- [Using the information]:
1/ In the passage on statistical coupling analysis, what does deoxyhypusine synthase use as a cofactor?
2/ Decide whether each statement agrees with the passage on statistical coupling analysis, answering yes or no and quoting the words that settle it: (a) SCA was developed at the University of Texas Southwestern Medical School. (b) The four-dimensional tensor is reduced to two dimensions using principal component analysis. (c) A sector can be made up of more than one independent component.
3/ Reproduce the passage on statistical coupling analysis word for word, from "Principal component analysis" to "you are analyzing.".

- [Page extract]:
Statistical coupling analysis (SCA) uses coevolution between a protein’s amino acids to calculate groups of statistically independent amino acids called sectors. These sectors can be associated with different biochemical functions, like thermodynamical stability or substrate binding. In my thesis I used SCA to calculate possible sectors of the deoxyhypusine synthase (DHS), an enzyme that catalyses the first reaction in the activation of eukaryotic initiation factor 5a (eIF5a). It is a promiscuous enzyme that can bind to multiple substrates and uses NAD+ as a cofactor. Applying SCA to this enzyme might help to better understand which parts of it are responsible for interacting with substrates or cofactors.

What I learned

SCA as a method

SCA as a method was developed by Rama Ranganathan and his group at the University of Texas Southwestern Medical School. For a more detailed description of SCA I recommend the paper Evolution-Based Functional Decomposition on Proteins (Rivoire et al. 2016).

In short, after calculating positional conservation, a covariance matrix is created by calculating the covariance of every amino acid at every possible pair of positions, weighted by a factor that takes positional conservation into account. The resulting tensor has four dimensions (L x L positions x 20 amino acids x 20 amino acids) and is then reduced to two dimensions (L x L positions) using singular value decomposition (SVD). This results in a two dimensional matrix where each position pairing is represented by the positional correlation of the most important amino acid at that position.

Principal component analysis (PCA) is then used to find groupings of positions that show maximum statistical independence from each other. The last step in the sector definition was applying independent component analysis (ICA) to the results in order to filter out certain statistical noises resulting from PCA. The final result are groups of positions clustered into so-called Independent Components (ICs).

While the name suggests that ICs are independent from one another, it was shown that a sector can be the sum of multiple ICs. Which ICs go together and which don’t can be determined either experimentally or by looking at the literature present for the protein you are analyzing.

- [Data section]:
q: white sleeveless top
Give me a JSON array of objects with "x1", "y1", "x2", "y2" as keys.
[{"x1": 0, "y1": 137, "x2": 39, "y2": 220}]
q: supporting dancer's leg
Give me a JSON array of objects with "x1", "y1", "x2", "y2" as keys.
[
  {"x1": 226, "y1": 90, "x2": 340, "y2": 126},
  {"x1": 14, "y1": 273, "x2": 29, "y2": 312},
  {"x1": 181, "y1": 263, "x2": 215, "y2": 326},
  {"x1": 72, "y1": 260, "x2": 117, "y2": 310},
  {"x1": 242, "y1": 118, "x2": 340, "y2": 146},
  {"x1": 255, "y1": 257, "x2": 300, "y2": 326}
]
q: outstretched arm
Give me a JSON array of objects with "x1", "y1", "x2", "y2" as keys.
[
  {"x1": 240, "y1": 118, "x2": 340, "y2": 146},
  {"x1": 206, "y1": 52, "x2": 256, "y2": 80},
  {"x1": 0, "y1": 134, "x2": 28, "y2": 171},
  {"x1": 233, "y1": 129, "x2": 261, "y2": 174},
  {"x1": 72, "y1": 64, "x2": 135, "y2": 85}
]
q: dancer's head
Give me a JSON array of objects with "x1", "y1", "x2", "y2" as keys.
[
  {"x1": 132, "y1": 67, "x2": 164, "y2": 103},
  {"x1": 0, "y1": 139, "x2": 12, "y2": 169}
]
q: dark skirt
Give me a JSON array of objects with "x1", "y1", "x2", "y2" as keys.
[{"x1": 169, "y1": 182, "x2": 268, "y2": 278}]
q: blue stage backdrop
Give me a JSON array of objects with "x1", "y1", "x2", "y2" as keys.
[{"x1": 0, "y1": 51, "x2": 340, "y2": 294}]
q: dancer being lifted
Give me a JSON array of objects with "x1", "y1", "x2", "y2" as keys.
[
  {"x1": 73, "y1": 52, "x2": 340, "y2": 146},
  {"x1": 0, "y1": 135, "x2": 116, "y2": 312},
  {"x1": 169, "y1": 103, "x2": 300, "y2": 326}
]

- [Your written answers]:
1/ NAD+

2/
(a) Yes: "SCA as a method was developed by Rama Ranganathan and his group at the University of Texas Southwestern Medical School."
(b) No: "is then reduced to two dimensions (L x L positions) using singular value decomposition (SVD)"
(c) Yes: "it was shown that a sector can be the sum of multiple ICs"

3/
Principal component analysis (PCA) is then used to find groupings of positions that show maximum statistical independence from each other. The last step in the sector definition was applying independent component analysis (ICA) to the results in order to filter out certain statistical noises resulting from PCA. The final result are groups of positions clustered into so-called Independent Components (ICs).

While the name suggests that ICs are independent from one another, it was shown that a sector can be the sum of multiple ICs. Which ICs go together and which don’t can be determined either experimentally or by looking at the literature present for the protein you are analyzing.